> **Assigned task**
Reproduce the passage on Christian civilization below word for word, from "The United States, Russia, England, France, Germany, Italy, and" up to and including "no longer possible.".

It is nauseating that fat rewards should be handed out to practitioners of gross cruelty, to liars, to forgers. to those who manufacture abortive projects, to the plotters of intrigue, to the openly self-seeking, to the false counsellors of humanity, to those who pollute the fountain of life. It is nauseating to realize our own cowardice, our helplessness, our weakness, our bewilderment. Our ill-starred loves....

And the constant cherishing of vain delusions rate than enigmatic realities.

Where is the cause for man's self-imposed efficacy for evil to be found, if not in our stubborn purpose to defend civilization that ordains the destinies of our leading nations?

The United States, Russia, England, France, Germany, Italy, and Spain: all of them heirs to the same Ten Commandments, to the same gospel.

The religion of Christ has dominated the world. See what has been made of it: a communal faith exploited for the satisfaction of personal ambitions.

Abolish the individual thirst for competition, natural I riches, prestige, authority, and these countries will be in perfect agreement. But whichever of them were to gain total supremacy over the world, the general result would be the same.

Christian civilization has reached the end of its tether. The next world war will cause its total collapse, when international competition is no longer possible.

[Saved data entries]
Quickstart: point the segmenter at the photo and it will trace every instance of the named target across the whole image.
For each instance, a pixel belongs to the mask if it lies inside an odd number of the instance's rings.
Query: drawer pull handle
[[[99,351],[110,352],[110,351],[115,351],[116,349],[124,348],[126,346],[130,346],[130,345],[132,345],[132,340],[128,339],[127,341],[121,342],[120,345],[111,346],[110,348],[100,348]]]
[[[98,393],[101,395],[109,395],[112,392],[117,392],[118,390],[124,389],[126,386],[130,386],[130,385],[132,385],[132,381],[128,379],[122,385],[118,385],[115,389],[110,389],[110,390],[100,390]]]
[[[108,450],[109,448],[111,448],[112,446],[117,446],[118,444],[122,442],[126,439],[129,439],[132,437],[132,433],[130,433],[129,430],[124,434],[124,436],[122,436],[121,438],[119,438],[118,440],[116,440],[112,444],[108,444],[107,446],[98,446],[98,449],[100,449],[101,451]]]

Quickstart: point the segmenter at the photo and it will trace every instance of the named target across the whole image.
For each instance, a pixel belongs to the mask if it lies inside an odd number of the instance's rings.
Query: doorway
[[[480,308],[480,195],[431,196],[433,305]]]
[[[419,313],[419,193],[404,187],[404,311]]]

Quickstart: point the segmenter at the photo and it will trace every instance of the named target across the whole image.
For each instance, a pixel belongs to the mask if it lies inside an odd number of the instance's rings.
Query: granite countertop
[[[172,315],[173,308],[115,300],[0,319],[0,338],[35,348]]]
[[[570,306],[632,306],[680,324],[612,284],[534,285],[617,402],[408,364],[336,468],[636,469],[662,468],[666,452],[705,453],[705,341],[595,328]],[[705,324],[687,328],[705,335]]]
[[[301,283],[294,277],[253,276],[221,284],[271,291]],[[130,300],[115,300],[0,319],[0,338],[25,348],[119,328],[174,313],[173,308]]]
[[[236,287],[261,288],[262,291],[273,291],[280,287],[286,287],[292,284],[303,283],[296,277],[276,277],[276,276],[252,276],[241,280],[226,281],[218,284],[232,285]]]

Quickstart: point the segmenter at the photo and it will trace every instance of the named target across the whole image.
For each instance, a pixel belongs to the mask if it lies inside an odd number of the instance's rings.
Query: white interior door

> **Answer box**
The United States, Russia, England, France, Germany, Italy, and Spain: all of them heirs to the same Ten Commandments, to the same gospel.

The religion of Christ has dominated the world. See what has been made of it: a communal faith exploited for the satisfaction of personal ambitions.

Abolish the individual thirst for competition, natural I riches, prestige, authority, and these countries will be in perfect agreement. But whichever of them were to gain total supremacy over the world, the general result would be the same.

Christian civilization has reached the end of its tether. The next world war will cause its total collapse, when international competition is no longer possible.